# start of Records supplied

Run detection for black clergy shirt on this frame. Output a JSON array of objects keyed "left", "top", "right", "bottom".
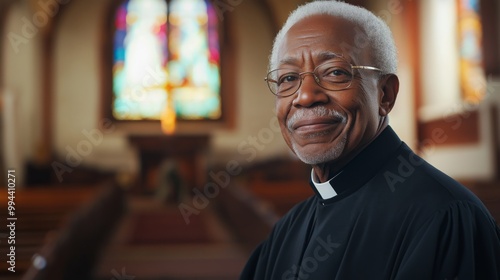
[{"left": 240, "top": 127, "right": 500, "bottom": 280}]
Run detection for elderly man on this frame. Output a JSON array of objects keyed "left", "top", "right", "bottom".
[{"left": 241, "top": 1, "right": 500, "bottom": 280}]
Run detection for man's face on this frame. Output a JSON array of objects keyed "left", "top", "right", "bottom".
[{"left": 276, "top": 15, "right": 381, "bottom": 166}]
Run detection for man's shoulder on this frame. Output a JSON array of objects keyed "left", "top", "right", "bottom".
[
  {"left": 381, "top": 145, "right": 485, "bottom": 215},
  {"left": 275, "top": 195, "right": 318, "bottom": 230}
]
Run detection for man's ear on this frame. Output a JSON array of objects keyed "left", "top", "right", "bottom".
[{"left": 379, "top": 74, "right": 399, "bottom": 116}]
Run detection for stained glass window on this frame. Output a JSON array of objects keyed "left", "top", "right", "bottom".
[
  {"left": 112, "top": 0, "right": 221, "bottom": 123},
  {"left": 457, "top": 0, "right": 486, "bottom": 103}
]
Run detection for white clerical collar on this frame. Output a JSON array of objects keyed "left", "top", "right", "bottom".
[{"left": 311, "top": 170, "right": 337, "bottom": 199}]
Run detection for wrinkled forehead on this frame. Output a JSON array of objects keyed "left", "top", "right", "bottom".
[{"left": 277, "top": 15, "right": 370, "bottom": 67}]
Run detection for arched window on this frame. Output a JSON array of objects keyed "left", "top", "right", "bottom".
[{"left": 112, "top": 0, "right": 222, "bottom": 132}]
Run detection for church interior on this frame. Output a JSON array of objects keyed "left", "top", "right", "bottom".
[{"left": 0, "top": 0, "right": 500, "bottom": 280}]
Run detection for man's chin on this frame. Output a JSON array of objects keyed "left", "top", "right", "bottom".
[{"left": 292, "top": 138, "right": 346, "bottom": 165}]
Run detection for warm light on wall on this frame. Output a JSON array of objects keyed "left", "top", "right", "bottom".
[{"left": 160, "top": 94, "right": 177, "bottom": 135}]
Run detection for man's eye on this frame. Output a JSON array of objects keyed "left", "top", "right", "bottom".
[
  {"left": 278, "top": 74, "right": 298, "bottom": 85},
  {"left": 323, "top": 68, "right": 351, "bottom": 77}
]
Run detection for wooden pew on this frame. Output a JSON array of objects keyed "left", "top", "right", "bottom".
[
  {"left": 0, "top": 186, "right": 100, "bottom": 279},
  {"left": 22, "top": 184, "right": 126, "bottom": 280}
]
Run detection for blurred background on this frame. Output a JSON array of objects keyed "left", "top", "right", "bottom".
[{"left": 0, "top": 0, "right": 500, "bottom": 280}]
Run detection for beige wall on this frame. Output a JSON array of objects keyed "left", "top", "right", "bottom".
[{"left": 0, "top": 1, "right": 41, "bottom": 185}]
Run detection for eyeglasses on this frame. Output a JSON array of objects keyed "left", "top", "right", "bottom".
[{"left": 264, "top": 59, "right": 382, "bottom": 97}]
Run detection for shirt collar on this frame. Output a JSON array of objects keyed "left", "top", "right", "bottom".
[
  {"left": 311, "top": 170, "right": 337, "bottom": 199},
  {"left": 310, "top": 126, "right": 402, "bottom": 200}
]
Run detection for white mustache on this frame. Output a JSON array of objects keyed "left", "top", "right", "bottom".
[{"left": 286, "top": 107, "right": 347, "bottom": 130}]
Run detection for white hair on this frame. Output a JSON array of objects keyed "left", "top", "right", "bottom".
[{"left": 269, "top": 1, "right": 398, "bottom": 74}]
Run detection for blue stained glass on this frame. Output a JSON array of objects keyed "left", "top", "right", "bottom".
[{"left": 113, "top": 0, "right": 221, "bottom": 120}]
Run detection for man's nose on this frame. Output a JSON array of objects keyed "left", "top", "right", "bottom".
[{"left": 293, "top": 72, "right": 328, "bottom": 107}]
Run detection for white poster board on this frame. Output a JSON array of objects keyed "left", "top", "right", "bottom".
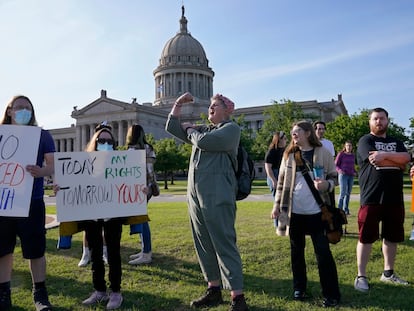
[
  {"left": 0, "top": 125, "right": 41, "bottom": 217},
  {"left": 54, "top": 150, "right": 147, "bottom": 222}
]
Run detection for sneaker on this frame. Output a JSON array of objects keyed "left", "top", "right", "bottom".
[
  {"left": 82, "top": 290, "right": 109, "bottom": 306},
  {"left": 229, "top": 295, "right": 249, "bottom": 311},
  {"left": 293, "top": 290, "right": 308, "bottom": 300},
  {"left": 380, "top": 273, "right": 408, "bottom": 285},
  {"left": 129, "top": 251, "right": 144, "bottom": 259},
  {"left": 78, "top": 251, "right": 90, "bottom": 267},
  {"left": 33, "top": 287, "right": 52, "bottom": 311},
  {"left": 322, "top": 298, "right": 339, "bottom": 308},
  {"left": 106, "top": 292, "right": 124, "bottom": 310},
  {"left": 190, "top": 288, "right": 223, "bottom": 308},
  {"left": 354, "top": 276, "right": 369, "bottom": 293},
  {"left": 0, "top": 288, "right": 11, "bottom": 311},
  {"left": 128, "top": 252, "right": 152, "bottom": 265}
]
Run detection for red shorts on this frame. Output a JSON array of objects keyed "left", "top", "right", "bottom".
[{"left": 358, "top": 204, "right": 405, "bottom": 243}]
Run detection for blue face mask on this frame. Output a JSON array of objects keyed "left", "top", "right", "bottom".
[
  {"left": 14, "top": 109, "right": 32, "bottom": 125},
  {"left": 96, "top": 143, "right": 114, "bottom": 151}
]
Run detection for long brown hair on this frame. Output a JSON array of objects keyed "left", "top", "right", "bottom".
[
  {"left": 1, "top": 95, "right": 37, "bottom": 126},
  {"left": 85, "top": 123, "right": 116, "bottom": 152},
  {"left": 283, "top": 120, "right": 322, "bottom": 158}
]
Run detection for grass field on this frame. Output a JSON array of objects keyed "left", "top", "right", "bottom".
[{"left": 12, "top": 183, "right": 414, "bottom": 311}]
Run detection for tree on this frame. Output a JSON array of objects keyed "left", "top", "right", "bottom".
[
  {"left": 252, "top": 99, "right": 308, "bottom": 160},
  {"left": 234, "top": 115, "right": 254, "bottom": 154},
  {"left": 325, "top": 109, "right": 408, "bottom": 152}
]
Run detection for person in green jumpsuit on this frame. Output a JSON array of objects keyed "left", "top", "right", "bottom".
[{"left": 165, "top": 93, "right": 248, "bottom": 311}]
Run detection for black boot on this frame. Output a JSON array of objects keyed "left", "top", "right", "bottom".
[{"left": 190, "top": 288, "right": 223, "bottom": 308}]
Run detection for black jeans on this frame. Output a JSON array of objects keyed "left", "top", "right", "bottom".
[
  {"left": 84, "top": 218, "right": 123, "bottom": 292},
  {"left": 289, "top": 213, "right": 341, "bottom": 300}
]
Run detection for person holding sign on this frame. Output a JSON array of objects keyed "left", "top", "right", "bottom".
[
  {"left": 77, "top": 124, "right": 124, "bottom": 310},
  {"left": 165, "top": 93, "right": 248, "bottom": 311},
  {"left": 0, "top": 95, "right": 55, "bottom": 311},
  {"left": 126, "top": 124, "right": 157, "bottom": 265}
]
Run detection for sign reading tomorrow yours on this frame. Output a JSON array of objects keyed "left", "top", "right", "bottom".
[{"left": 55, "top": 150, "right": 147, "bottom": 222}]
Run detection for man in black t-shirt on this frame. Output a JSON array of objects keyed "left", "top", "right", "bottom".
[{"left": 354, "top": 108, "right": 410, "bottom": 292}]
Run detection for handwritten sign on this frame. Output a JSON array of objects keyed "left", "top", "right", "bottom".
[
  {"left": 0, "top": 125, "right": 41, "bottom": 217},
  {"left": 54, "top": 150, "right": 147, "bottom": 222}
]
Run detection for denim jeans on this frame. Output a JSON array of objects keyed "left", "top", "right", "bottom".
[{"left": 338, "top": 174, "right": 354, "bottom": 214}]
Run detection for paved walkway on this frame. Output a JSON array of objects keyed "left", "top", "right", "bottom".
[{"left": 44, "top": 193, "right": 411, "bottom": 229}]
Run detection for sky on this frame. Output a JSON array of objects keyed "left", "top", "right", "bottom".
[{"left": 0, "top": 0, "right": 414, "bottom": 129}]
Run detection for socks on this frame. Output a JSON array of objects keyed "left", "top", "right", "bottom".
[
  {"left": 33, "top": 281, "right": 46, "bottom": 290},
  {"left": 0, "top": 281, "right": 10, "bottom": 290}
]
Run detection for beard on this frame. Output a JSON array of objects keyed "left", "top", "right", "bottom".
[{"left": 370, "top": 124, "right": 388, "bottom": 136}]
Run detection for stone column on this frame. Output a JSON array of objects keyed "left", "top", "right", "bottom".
[
  {"left": 74, "top": 125, "right": 82, "bottom": 151},
  {"left": 118, "top": 121, "right": 125, "bottom": 146},
  {"left": 79, "top": 125, "right": 88, "bottom": 151}
]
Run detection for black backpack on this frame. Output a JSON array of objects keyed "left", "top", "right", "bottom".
[{"left": 234, "top": 144, "right": 255, "bottom": 200}]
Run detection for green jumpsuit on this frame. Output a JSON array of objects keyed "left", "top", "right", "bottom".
[{"left": 165, "top": 115, "right": 243, "bottom": 290}]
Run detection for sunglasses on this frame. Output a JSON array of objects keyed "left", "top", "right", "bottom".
[{"left": 96, "top": 138, "right": 114, "bottom": 145}]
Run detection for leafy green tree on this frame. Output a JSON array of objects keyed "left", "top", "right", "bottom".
[
  {"left": 153, "top": 138, "right": 185, "bottom": 189},
  {"left": 234, "top": 115, "right": 254, "bottom": 154},
  {"left": 325, "top": 109, "right": 408, "bottom": 152}
]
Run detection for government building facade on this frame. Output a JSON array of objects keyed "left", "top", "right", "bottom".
[{"left": 49, "top": 6, "right": 348, "bottom": 175}]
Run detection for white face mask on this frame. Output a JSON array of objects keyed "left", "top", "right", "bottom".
[
  {"left": 14, "top": 109, "right": 32, "bottom": 125},
  {"left": 96, "top": 143, "right": 114, "bottom": 151}
]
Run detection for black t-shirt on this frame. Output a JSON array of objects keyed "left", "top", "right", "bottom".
[
  {"left": 265, "top": 148, "right": 285, "bottom": 170},
  {"left": 357, "top": 134, "right": 407, "bottom": 205}
]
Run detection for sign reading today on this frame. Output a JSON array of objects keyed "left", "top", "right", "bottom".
[
  {"left": 54, "top": 150, "right": 147, "bottom": 222},
  {"left": 0, "top": 125, "right": 41, "bottom": 217}
]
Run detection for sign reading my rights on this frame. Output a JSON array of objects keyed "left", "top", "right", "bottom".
[{"left": 55, "top": 150, "right": 147, "bottom": 222}]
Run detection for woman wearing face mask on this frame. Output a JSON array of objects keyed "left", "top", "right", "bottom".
[
  {"left": 0, "top": 95, "right": 55, "bottom": 310},
  {"left": 82, "top": 123, "right": 124, "bottom": 310}
]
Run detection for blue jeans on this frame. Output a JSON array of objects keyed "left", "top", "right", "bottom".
[{"left": 338, "top": 174, "right": 354, "bottom": 214}]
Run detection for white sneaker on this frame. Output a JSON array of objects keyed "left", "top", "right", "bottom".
[
  {"left": 106, "top": 292, "right": 124, "bottom": 310},
  {"left": 380, "top": 273, "right": 408, "bottom": 285},
  {"left": 129, "top": 251, "right": 144, "bottom": 259},
  {"left": 82, "top": 290, "right": 109, "bottom": 306},
  {"left": 128, "top": 252, "right": 152, "bottom": 265},
  {"left": 78, "top": 250, "right": 90, "bottom": 267},
  {"left": 354, "top": 276, "right": 369, "bottom": 293}
]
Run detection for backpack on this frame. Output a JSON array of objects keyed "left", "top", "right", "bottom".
[{"left": 234, "top": 144, "right": 255, "bottom": 201}]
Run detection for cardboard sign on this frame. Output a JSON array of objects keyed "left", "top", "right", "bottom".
[
  {"left": 0, "top": 125, "right": 41, "bottom": 217},
  {"left": 54, "top": 150, "right": 147, "bottom": 222}
]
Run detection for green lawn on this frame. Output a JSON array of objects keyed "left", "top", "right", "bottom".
[{"left": 12, "top": 191, "right": 414, "bottom": 311}]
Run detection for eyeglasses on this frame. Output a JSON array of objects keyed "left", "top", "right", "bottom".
[{"left": 96, "top": 138, "right": 114, "bottom": 145}]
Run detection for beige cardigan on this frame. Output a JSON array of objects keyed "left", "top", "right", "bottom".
[{"left": 275, "top": 147, "right": 338, "bottom": 236}]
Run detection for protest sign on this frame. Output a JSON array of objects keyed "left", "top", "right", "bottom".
[
  {"left": 55, "top": 150, "right": 147, "bottom": 222},
  {"left": 0, "top": 125, "right": 41, "bottom": 217}
]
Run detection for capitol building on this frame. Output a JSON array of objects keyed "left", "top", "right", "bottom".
[{"left": 49, "top": 6, "right": 348, "bottom": 152}]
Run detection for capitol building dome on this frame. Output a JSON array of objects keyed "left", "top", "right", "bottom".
[{"left": 154, "top": 6, "right": 214, "bottom": 107}]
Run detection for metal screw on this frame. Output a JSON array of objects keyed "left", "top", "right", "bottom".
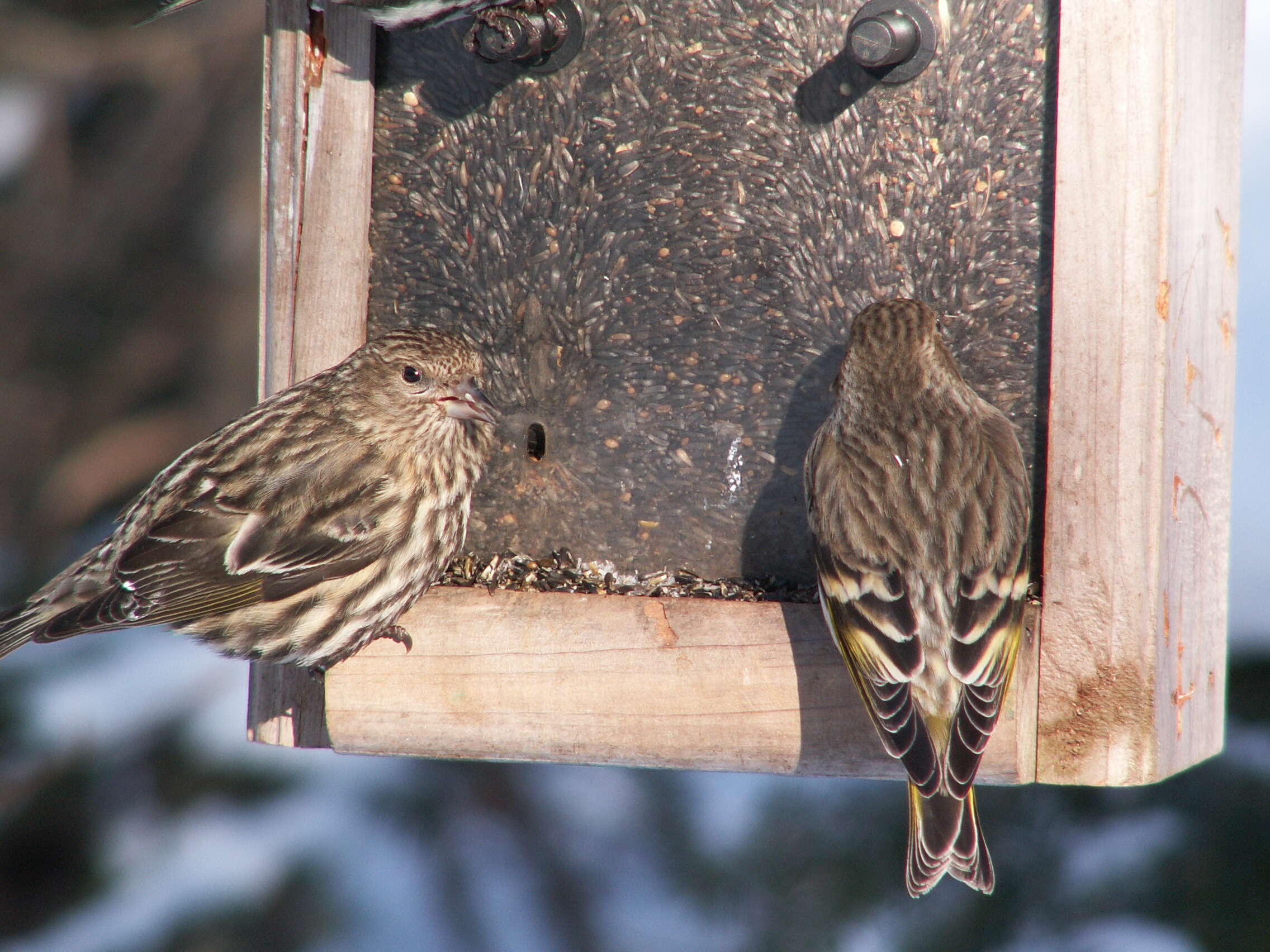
[
  {"left": 846, "top": 0, "right": 939, "bottom": 83},
  {"left": 465, "top": 0, "right": 584, "bottom": 74},
  {"left": 847, "top": 13, "right": 921, "bottom": 69}
]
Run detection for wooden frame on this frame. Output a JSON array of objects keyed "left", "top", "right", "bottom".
[{"left": 249, "top": 0, "right": 1242, "bottom": 784}]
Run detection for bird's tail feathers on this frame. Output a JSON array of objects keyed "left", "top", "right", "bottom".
[
  {"left": 904, "top": 783, "right": 996, "bottom": 899},
  {"left": 0, "top": 602, "right": 43, "bottom": 658}
]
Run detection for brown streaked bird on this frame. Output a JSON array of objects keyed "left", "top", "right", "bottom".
[
  {"left": 803, "top": 299, "right": 1031, "bottom": 896},
  {"left": 0, "top": 329, "right": 494, "bottom": 669}
]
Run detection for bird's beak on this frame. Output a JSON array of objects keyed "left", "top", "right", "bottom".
[{"left": 437, "top": 377, "right": 498, "bottom": 423}]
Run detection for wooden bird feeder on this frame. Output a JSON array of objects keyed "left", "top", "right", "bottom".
[{"left": 249, "top": 0, "right": 1243, "bottom": 784}]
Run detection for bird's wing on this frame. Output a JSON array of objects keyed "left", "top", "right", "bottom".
[
  {"left": 34, "top": 480, "right": 390, "bottom": 641},
  {"left": 945, "top": 414, "right": 1031, "bottom": 797},
  {"left": 805, "top": 439, "right": 940, "bottom": 796}
]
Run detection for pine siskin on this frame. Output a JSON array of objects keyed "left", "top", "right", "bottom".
[
  {"left": 0, "top": 330, "right": 494, "bottom": 669},
  {"left": 803, "top": 299, "right": 1031, "bottom": 896}
]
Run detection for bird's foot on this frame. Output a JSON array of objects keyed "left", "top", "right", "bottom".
[{"left": 367, "top": 625, "right": 414, "bottom": 653}]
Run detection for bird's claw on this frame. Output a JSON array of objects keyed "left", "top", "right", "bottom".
[{"left": 371, "top": 625, "right": 414, "bottom": 654}]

# end of Records supplied

- **Problem description**: Count the lines above that contain the word "jeans" and report only that number.

- **Output for this exercise**: 3